** START OF MATERIAL FOR THE TASK **

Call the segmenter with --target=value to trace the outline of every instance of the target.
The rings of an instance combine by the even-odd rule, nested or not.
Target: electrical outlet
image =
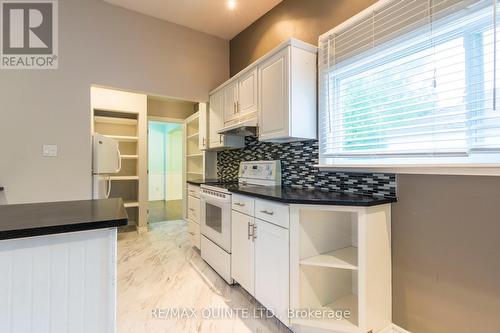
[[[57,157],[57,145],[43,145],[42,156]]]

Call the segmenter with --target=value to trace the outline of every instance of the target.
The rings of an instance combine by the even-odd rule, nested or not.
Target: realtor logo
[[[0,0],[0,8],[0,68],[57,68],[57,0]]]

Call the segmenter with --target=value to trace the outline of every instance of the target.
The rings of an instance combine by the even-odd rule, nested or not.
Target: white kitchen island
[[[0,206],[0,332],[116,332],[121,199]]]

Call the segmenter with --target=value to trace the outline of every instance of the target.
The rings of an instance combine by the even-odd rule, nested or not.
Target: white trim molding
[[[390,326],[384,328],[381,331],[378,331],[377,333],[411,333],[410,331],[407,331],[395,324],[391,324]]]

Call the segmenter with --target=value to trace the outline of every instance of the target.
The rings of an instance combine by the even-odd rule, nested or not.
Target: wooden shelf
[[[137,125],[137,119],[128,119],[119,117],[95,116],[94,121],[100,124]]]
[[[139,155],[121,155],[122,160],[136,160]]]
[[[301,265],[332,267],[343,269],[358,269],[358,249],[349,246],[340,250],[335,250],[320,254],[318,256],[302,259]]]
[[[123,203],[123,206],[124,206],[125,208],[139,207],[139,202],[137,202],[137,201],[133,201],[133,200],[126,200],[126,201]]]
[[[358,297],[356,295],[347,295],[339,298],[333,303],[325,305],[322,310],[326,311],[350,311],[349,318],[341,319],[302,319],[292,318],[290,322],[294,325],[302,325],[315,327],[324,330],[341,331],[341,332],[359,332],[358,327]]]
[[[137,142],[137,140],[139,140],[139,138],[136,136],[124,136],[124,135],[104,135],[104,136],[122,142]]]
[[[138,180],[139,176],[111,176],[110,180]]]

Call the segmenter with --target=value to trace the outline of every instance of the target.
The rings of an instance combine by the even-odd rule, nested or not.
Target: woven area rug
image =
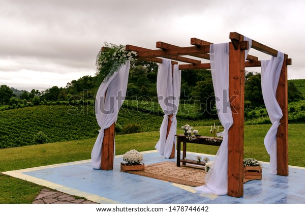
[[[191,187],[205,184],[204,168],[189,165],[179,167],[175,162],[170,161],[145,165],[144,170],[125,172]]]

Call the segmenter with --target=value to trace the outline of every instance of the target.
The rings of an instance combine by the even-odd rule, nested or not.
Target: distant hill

** END OF MATERIAL FOR THE TASK **

▸ TASK TO COMPLETE
Print all of the records above again, word for word, leaving out the pictures.

▸ REPLY TO THE TASK
Call the segmenter with --target=value to trace the outline of every instance of the target.
The rings of an instance combine by the even-odd rule, nested or not.
Target: electrical outlet
image =
[[[57,157],[57,145],[43,145],[42,156]]]

Call the segmenter with --target=value to trace the outline of every instance of the target.
The rings of an instance combine by the even-odd rule, nested or not.
Target: realtor logo
[[[0,0],[0,8],[0,68],[57,68],[57,0]]]

Call the segmenter with --target=value to trace the outline of every instance of the target.
The rings of an instance combine by the even-odd rule, nested or not.
Target: white kitchen island
[[[0,206],[0,332],[116,332],[121,199]]]

Call the segmenter with --target=value to trace the outline of every instance of the target.
The rings of an instance combine by the even-odd rule, nested or not.
Target: white trim molding
[[[390,326],[384,328],[381,331],[378,331],[377,333],[411,333],[410,331],[407,331],[395,324],[391,324]]]

Call the segmenter with --target=value to trace the outline of every instance of the target.
The rings of an instance combine by the even-odd rule, nested or not.
Target: wooden shelf
[[[137,125],[137,119],[128,119],[119,117],[95,116],[94,121],[100,124]]]
[[[139,155],[121,155],[122,160],[136,160]]]
[[[301,265],[332,267],[343,269],[358,269],[358,249],[349,246],[340,250],[335,250],[320,254],[318,256],[302,259]]]
[[[123,203],[123,206],[124,206],[125,208],[139,207],[139,202],[137,202],[137,201],[133,201],[133,200],[126,200],[126,201]]]
[[[358,297],[356,295],[347,295],[339,298],[333,303],[325,305],[322,310],[326,311],[350,311],[349,318],[341,319],[302,319],[292,318],[290,322],[294,325],[302,325],[315,327],[324,330],[341,331],[341,332],[359,332],[358,327]]]
[[[137,142],[137,140],[139,140],[139,138],[136,136],[124,136],[124,135],[104,135],[104,136],[122,142]]]
[[[138,180],[139,176],[111,176],[110,180]]]

Call the segmenter with --target=value to trace the outline of every instance of the target.
The rings of an instance combine by the even-odd rule, nested or not.
Target: woven area rug
image =
[[[191,187],[205,184],[204,168],[189,165],[179,167],[175,162],[170,161],[145,165],[144,170],[125,172]]]

Call the segmenter with --target=value to trace the outline of every instance of the target.
The rings of an instance combine by the even-odd rule, nested or not.
Target: distant hill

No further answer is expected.